What is needed: State how many lines in the entries below contain "dark". Write nothing but the number.

*** Stored data ***

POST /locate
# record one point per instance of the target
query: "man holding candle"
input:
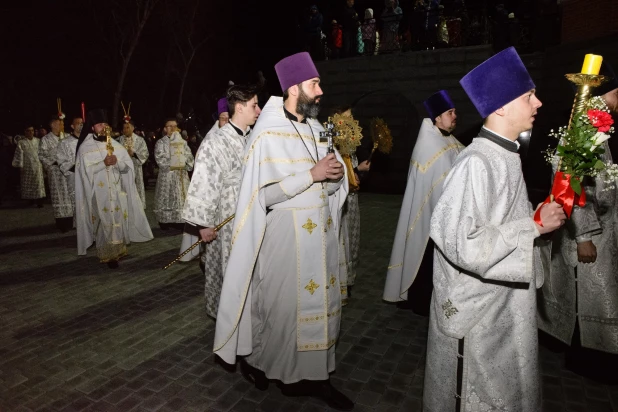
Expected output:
(26, 158)
(175, 161)
(280, 306)
(214, 187)
(66, 158)
(408, 279)
(108, 210)
(482, 350)
(579, 300)
(58, 186)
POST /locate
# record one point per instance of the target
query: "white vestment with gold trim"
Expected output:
(281, 297)
(175, 161)
(107, 206)
(432, 158)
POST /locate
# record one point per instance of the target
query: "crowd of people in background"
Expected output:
(10, 182)
(423, 25)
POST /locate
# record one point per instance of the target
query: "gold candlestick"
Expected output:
(585, 83)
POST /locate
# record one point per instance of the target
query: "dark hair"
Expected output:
(170, 119)
(239, 94)
(341, 109)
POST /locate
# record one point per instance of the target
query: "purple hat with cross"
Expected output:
(438, 103)
(497, 81)
(295, 69)
(222, 106)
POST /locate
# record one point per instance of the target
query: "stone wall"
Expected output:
(394, 86)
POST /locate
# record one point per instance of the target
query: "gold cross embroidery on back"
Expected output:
(312, 287)
(309, 226)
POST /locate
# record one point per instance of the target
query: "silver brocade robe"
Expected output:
(212, 197)
(108, 209)
(432, 158)
(593, 297)
(65, 156)
(484, 287)
(293, 331)
(349, 239)
(58, 186)
(26, 158)
(172, 181)
(140, 156)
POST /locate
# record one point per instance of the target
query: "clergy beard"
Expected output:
(306, 106)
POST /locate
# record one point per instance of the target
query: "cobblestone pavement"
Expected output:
(75, 335)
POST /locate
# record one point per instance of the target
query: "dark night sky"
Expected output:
(55, 49)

*** End of Stored data ***

Answer space: 2